EXERCISE PROMPT: Arrange the rows below as a Markdown table with the columns No. and Line, giving each line its own number and leaving out any blank lines. Begin at the line that contains "Audit check: the dark necktie" and stop after the line that contains "[544,491,594,641]".

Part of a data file
** begin **

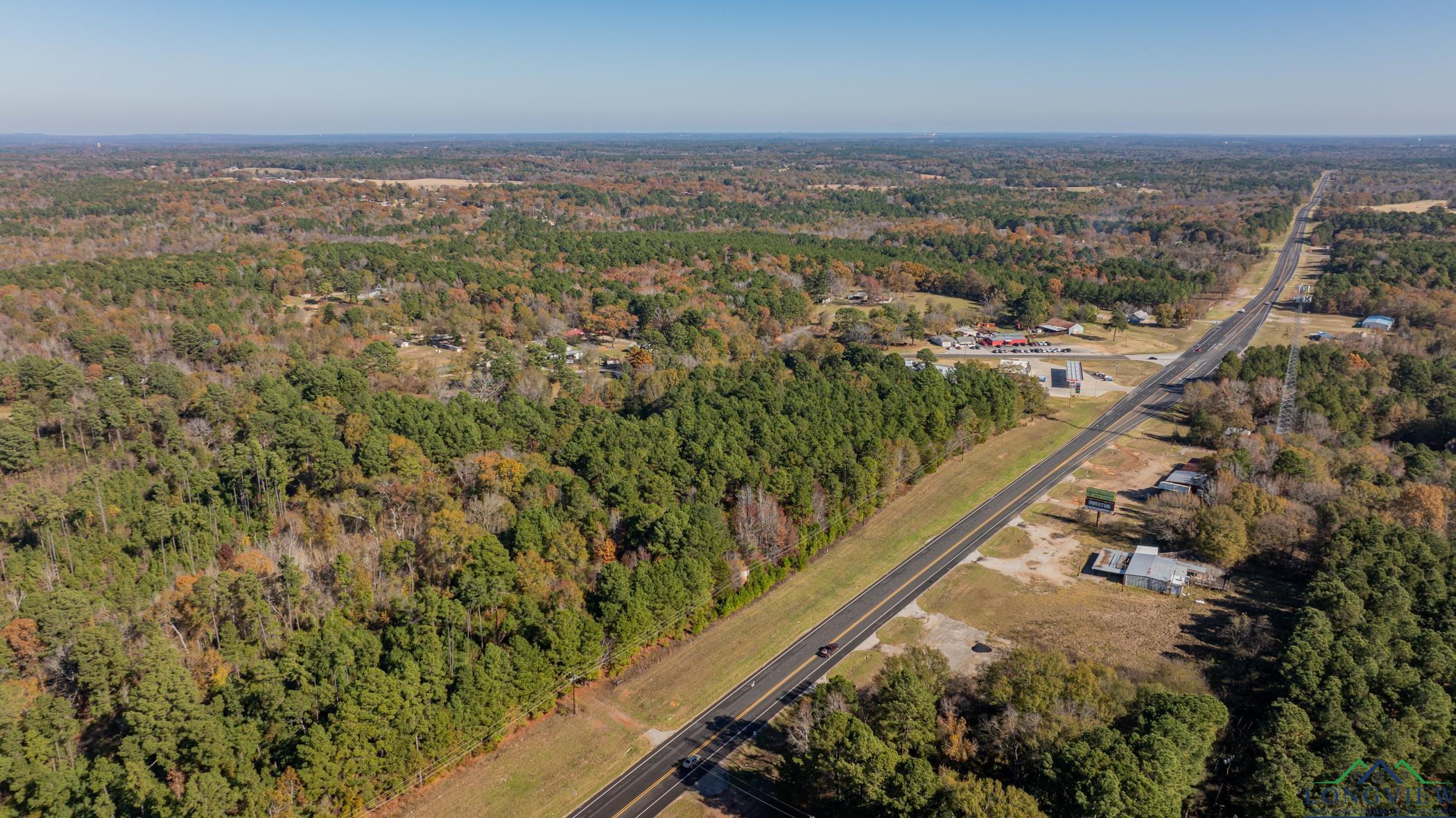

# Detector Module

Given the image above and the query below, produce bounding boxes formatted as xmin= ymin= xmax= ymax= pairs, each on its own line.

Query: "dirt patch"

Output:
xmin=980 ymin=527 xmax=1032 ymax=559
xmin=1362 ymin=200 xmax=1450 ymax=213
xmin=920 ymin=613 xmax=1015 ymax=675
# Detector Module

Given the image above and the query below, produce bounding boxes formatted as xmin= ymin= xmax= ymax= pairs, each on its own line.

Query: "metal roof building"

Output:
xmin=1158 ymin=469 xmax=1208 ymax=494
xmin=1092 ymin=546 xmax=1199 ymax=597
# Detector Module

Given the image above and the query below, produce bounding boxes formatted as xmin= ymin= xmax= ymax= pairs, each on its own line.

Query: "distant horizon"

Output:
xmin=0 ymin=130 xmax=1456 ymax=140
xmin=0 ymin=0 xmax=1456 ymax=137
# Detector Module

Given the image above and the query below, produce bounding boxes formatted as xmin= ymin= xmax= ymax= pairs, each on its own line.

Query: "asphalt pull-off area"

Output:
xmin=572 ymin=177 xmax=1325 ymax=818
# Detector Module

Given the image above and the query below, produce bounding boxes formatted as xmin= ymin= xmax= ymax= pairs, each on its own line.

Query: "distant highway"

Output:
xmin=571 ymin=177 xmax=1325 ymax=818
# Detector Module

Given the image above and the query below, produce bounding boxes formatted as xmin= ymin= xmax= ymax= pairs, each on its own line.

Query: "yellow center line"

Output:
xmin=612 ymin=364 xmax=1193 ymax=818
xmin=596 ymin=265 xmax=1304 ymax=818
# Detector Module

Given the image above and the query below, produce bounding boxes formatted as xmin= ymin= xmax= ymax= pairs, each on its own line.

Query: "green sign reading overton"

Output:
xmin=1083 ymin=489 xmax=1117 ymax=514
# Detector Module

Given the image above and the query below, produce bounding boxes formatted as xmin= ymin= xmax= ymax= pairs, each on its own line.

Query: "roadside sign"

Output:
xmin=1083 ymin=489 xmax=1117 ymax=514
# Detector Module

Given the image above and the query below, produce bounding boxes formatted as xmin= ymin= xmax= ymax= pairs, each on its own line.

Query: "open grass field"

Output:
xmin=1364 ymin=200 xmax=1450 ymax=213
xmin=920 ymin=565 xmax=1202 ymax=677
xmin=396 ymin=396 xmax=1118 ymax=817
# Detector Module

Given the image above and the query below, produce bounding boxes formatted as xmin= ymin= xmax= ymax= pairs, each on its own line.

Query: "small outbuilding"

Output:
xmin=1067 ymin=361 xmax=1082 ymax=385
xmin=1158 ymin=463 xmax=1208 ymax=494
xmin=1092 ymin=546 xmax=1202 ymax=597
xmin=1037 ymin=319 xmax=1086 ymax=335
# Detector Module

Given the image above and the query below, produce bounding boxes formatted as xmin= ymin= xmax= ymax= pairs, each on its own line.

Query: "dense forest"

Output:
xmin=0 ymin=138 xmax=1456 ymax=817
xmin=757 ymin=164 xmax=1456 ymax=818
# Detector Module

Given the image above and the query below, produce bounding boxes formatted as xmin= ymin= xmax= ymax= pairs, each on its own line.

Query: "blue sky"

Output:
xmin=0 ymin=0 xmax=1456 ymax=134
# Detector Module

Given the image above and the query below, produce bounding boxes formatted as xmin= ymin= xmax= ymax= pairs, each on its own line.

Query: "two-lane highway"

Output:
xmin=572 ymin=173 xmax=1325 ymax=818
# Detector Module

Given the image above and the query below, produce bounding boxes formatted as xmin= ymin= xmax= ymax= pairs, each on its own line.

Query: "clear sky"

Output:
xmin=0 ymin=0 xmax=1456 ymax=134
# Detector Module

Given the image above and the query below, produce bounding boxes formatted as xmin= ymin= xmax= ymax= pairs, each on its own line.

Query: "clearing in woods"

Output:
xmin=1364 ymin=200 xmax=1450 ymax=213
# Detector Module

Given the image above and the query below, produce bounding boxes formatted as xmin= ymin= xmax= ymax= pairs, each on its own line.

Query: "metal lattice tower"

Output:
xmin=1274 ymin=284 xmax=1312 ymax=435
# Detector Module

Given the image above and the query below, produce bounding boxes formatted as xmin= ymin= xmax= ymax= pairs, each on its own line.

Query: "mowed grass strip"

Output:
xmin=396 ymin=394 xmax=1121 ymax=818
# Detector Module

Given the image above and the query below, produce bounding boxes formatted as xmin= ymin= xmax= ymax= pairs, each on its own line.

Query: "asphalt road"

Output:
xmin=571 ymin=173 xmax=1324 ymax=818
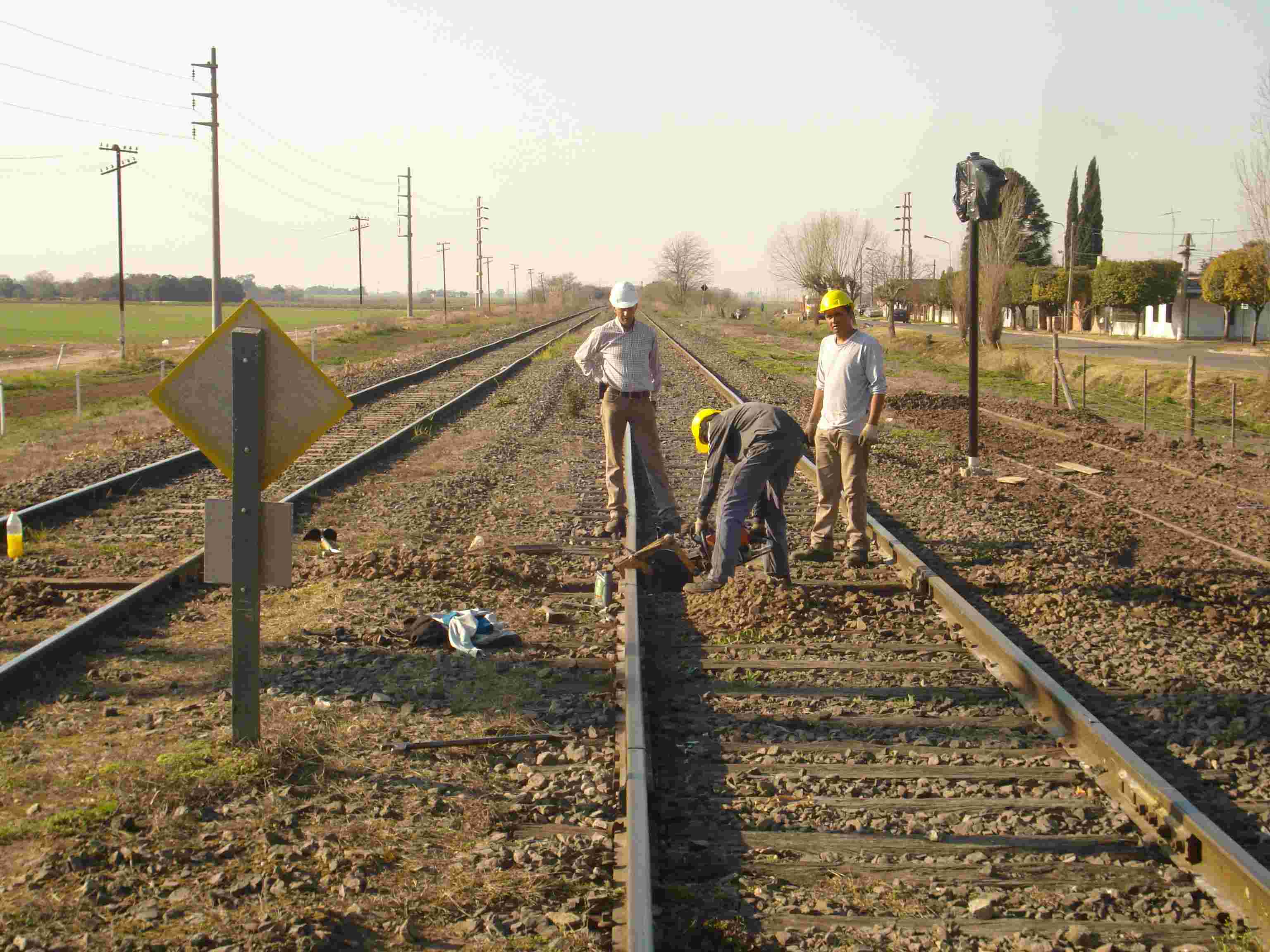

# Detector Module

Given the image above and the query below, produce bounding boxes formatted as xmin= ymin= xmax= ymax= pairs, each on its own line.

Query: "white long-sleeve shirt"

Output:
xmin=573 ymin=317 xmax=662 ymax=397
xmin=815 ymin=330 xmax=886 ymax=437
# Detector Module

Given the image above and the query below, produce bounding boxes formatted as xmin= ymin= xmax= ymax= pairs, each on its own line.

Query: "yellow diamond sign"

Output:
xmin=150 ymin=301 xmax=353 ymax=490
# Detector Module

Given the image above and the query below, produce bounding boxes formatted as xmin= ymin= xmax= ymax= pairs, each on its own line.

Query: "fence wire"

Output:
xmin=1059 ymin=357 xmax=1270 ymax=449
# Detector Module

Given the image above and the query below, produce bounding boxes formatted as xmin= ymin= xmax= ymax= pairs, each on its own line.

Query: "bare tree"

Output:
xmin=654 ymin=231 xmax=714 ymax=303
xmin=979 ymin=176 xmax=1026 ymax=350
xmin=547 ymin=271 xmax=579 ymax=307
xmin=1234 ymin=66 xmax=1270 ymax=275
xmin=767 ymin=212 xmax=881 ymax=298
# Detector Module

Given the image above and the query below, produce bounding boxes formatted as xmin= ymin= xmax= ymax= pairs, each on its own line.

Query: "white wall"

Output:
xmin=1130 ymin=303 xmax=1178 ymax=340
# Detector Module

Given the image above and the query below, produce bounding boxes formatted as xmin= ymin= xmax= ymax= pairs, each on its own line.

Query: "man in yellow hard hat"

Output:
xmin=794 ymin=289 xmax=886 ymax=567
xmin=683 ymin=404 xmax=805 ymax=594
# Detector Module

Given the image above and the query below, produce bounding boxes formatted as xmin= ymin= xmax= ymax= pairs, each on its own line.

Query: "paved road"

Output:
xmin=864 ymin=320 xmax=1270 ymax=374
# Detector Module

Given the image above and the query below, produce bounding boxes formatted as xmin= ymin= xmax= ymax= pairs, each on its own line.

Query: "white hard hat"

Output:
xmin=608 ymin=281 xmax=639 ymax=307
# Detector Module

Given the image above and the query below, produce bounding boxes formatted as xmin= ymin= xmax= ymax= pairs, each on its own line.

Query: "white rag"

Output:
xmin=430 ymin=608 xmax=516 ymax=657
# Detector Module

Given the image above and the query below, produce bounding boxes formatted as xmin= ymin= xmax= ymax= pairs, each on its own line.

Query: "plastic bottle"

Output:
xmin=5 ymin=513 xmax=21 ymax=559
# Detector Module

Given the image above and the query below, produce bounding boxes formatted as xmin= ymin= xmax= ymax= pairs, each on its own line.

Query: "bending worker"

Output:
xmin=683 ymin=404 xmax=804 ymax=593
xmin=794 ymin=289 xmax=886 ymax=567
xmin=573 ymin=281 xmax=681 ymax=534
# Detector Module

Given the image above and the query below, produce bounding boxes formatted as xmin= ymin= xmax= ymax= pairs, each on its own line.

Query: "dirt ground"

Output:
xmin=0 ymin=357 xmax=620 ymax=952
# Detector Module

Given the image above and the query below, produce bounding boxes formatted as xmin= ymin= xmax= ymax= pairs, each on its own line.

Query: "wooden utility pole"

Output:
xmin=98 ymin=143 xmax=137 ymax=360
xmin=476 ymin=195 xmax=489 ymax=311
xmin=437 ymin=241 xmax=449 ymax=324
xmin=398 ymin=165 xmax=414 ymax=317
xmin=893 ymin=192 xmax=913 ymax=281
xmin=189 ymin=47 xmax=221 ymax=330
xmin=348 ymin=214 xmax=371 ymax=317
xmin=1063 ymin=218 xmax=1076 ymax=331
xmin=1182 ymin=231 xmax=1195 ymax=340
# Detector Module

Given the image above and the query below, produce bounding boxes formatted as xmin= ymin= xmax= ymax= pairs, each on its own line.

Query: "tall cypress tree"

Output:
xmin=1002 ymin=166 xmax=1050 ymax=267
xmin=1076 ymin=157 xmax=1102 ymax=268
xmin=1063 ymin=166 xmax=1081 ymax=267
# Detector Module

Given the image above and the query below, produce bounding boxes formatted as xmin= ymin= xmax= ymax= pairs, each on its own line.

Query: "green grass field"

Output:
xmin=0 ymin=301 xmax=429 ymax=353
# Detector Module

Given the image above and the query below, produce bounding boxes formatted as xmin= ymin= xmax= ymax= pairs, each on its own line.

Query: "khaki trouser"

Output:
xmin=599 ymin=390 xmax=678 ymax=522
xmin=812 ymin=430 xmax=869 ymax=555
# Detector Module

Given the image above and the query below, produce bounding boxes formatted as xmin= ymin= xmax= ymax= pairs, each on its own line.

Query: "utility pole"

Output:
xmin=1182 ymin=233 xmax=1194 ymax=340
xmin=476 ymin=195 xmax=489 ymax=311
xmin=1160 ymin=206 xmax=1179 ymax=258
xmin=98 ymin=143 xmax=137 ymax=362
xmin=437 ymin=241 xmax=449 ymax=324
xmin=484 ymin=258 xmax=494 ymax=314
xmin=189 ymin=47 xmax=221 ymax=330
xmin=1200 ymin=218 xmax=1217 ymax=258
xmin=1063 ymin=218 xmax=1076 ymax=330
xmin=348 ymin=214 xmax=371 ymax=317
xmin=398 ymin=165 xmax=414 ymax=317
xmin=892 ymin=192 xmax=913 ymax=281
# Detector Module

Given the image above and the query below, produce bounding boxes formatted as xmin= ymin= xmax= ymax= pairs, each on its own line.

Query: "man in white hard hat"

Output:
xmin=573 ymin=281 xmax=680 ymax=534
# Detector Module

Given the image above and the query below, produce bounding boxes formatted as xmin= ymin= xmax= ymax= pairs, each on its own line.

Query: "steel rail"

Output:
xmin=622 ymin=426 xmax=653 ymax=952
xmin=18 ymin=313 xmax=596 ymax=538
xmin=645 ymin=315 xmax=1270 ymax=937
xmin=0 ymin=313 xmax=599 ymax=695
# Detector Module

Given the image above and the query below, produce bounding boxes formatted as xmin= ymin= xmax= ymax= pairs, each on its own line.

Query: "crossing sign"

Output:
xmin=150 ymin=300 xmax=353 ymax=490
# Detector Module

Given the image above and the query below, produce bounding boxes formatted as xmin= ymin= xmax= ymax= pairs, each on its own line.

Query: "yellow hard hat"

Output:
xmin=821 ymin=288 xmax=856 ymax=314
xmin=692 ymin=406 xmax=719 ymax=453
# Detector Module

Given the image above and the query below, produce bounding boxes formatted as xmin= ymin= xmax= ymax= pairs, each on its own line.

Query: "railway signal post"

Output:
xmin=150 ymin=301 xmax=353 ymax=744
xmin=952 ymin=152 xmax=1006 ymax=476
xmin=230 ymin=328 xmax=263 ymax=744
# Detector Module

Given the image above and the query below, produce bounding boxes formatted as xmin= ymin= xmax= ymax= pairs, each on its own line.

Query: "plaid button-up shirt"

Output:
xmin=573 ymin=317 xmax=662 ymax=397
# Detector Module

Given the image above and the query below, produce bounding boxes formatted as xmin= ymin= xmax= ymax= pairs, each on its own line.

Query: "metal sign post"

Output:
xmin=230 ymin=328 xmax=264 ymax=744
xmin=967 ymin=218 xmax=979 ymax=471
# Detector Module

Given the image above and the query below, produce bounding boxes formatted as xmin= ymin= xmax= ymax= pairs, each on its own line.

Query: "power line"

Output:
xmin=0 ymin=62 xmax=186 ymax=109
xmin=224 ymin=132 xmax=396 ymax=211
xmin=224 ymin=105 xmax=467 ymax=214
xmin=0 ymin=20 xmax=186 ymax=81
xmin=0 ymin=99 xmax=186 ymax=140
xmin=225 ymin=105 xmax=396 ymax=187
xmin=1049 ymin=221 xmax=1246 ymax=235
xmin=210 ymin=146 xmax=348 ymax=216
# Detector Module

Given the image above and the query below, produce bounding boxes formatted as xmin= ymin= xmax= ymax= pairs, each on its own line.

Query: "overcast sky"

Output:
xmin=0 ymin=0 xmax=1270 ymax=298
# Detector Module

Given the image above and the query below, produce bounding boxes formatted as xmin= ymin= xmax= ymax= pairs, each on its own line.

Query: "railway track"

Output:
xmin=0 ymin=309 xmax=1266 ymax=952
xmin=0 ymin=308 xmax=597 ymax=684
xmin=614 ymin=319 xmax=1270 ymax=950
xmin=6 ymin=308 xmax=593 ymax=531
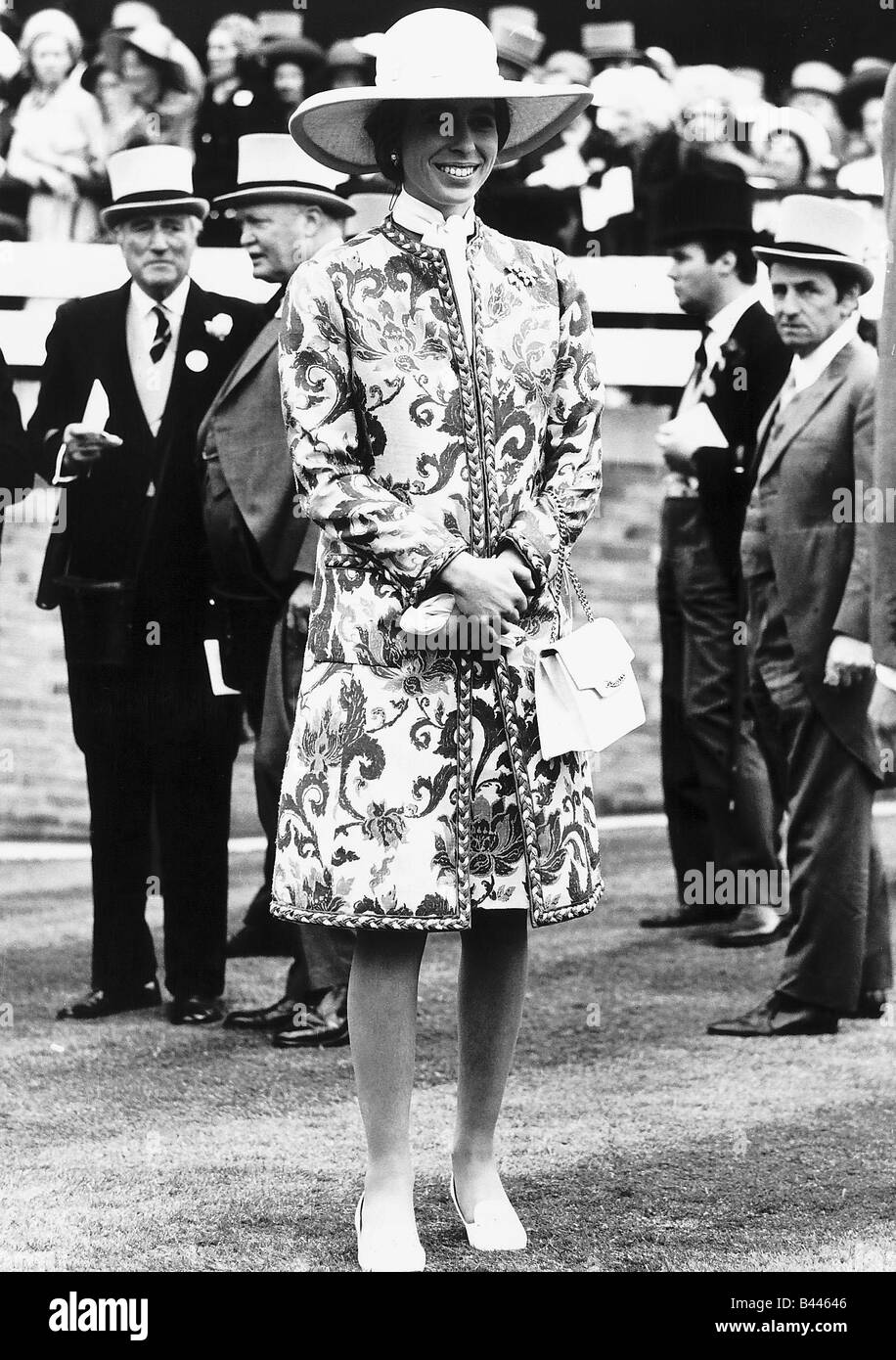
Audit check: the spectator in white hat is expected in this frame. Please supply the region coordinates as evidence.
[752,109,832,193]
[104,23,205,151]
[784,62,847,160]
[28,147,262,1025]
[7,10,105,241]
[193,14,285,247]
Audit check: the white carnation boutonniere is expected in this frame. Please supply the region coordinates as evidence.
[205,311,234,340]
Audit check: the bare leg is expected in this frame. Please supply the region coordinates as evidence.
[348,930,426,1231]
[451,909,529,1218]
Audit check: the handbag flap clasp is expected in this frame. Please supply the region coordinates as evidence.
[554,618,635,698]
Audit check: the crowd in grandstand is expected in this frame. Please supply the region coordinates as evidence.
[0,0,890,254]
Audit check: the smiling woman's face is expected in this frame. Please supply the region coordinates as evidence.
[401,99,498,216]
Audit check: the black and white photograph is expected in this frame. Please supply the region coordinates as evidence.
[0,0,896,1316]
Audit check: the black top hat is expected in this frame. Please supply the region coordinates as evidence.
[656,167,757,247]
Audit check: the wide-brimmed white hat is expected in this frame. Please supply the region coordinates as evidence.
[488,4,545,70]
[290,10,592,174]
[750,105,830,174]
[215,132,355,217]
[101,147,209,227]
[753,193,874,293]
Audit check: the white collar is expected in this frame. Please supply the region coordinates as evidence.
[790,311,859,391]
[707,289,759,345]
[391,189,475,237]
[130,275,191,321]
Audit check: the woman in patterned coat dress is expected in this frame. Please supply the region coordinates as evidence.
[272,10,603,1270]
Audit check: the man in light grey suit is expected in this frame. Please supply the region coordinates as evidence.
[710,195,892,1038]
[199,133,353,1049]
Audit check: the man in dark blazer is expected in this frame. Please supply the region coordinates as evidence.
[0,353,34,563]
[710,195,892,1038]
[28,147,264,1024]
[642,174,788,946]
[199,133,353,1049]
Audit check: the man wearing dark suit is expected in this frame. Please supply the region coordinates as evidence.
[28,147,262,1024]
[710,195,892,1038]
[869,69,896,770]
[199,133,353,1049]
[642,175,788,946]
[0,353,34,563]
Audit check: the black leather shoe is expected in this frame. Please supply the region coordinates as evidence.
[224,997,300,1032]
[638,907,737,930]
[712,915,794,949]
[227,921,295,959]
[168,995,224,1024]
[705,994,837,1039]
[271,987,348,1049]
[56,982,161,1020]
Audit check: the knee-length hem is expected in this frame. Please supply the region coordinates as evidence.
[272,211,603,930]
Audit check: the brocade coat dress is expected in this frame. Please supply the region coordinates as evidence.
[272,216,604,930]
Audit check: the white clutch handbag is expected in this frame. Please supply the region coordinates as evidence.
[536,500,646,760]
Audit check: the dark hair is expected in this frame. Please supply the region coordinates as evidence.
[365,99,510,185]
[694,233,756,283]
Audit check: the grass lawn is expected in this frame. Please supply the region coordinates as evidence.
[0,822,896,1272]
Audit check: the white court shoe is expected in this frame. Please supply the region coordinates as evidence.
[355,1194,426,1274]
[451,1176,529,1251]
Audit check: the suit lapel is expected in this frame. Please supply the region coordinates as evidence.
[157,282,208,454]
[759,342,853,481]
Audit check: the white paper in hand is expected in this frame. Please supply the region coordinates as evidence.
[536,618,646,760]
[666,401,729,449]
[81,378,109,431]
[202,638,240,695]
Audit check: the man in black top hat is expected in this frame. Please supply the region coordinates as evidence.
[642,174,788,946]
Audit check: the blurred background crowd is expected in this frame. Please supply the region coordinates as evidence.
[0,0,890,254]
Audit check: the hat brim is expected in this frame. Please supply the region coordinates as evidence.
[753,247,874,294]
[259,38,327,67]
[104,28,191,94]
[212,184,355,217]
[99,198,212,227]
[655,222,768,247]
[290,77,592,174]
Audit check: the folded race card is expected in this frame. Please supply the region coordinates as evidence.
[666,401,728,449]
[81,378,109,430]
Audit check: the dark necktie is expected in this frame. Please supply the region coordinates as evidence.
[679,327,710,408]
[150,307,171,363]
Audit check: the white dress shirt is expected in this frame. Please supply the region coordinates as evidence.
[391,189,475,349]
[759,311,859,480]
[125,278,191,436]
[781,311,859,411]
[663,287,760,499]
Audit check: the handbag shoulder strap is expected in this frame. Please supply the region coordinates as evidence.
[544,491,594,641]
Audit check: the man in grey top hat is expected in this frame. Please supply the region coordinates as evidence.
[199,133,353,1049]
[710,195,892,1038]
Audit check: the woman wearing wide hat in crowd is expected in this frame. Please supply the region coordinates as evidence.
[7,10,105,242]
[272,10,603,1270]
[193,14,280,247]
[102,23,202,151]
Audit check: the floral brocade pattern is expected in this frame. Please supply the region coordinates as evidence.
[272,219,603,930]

** end **

SOLVED EXERCISE:
| No. | Line |
|---|---|
| 1 | Audit check: the dark necktie is expected in this frame. Please supply the region coordinates as evidence. |
| 2 | [679,327,710,408] |
| 3 | [150,307,171,363] |
| 4 | Audit check: the white dress shirt is expected in this frame. Please supply the region coordinates as evidence. |
| 5 | [391,189,475,349] |
| 6 | [759,311,859,480] |
| 7 | [125,278,191,436] |
| 8 | [781,311,859,411] |
| 9 | [663,287,760,499] |
| 10 | Audit check: the handbag shoulder strap is expected in this frame. Please supply the region coordinates as evidence. |
| 11 | [544,491,594,641] |